* _Written problem_
Count how many lines in the rows below contain the string "pavement". Reply with that number alone.

* _Dataset excerpts_
[start]

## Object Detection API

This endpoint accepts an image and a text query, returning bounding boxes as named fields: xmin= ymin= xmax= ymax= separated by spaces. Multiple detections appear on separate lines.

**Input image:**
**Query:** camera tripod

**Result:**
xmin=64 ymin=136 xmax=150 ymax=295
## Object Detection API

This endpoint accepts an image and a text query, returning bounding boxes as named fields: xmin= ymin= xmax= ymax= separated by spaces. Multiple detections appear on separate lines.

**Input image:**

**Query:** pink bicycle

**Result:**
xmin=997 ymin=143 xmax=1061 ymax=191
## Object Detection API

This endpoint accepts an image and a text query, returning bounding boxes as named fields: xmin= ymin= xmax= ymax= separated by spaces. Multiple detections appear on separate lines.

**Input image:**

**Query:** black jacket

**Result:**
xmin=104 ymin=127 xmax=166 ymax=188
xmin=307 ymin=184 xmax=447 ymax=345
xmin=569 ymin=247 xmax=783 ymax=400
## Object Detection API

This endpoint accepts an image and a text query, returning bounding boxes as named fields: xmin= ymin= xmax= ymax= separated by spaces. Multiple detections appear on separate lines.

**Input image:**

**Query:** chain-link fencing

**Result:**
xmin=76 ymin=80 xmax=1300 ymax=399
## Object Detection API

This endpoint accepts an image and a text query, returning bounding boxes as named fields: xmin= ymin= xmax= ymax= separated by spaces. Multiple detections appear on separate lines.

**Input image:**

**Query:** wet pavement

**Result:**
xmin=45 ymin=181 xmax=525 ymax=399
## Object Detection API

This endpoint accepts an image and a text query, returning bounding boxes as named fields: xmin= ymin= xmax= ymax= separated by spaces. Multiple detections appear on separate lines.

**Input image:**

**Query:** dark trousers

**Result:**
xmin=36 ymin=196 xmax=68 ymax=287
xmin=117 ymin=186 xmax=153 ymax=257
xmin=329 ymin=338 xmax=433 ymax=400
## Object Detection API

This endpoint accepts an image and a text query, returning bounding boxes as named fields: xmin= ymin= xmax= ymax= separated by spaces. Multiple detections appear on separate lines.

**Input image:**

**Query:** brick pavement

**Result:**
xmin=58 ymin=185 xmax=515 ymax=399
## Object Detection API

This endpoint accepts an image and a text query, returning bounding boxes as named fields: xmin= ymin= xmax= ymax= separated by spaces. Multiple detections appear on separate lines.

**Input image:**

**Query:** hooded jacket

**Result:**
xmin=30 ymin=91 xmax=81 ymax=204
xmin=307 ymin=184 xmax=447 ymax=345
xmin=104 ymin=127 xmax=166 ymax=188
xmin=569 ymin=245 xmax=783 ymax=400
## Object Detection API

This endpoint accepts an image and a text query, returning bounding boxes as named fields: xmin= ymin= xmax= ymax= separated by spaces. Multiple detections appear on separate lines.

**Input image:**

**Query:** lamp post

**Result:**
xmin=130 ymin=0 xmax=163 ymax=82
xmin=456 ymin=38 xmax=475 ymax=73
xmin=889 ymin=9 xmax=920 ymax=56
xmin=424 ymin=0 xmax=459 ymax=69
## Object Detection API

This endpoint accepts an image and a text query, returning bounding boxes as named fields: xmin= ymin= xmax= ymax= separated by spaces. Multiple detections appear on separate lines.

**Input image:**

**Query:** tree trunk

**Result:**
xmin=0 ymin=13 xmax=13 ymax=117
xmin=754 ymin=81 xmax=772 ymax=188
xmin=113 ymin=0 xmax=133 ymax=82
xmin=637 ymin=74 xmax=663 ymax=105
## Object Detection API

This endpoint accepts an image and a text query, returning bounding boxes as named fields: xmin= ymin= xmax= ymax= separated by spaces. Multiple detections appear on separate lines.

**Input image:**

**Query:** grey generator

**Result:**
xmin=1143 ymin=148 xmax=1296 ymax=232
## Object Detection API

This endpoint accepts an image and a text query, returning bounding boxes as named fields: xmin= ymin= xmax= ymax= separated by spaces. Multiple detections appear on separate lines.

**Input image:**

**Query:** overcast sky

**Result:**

[end]

* _Written response_
2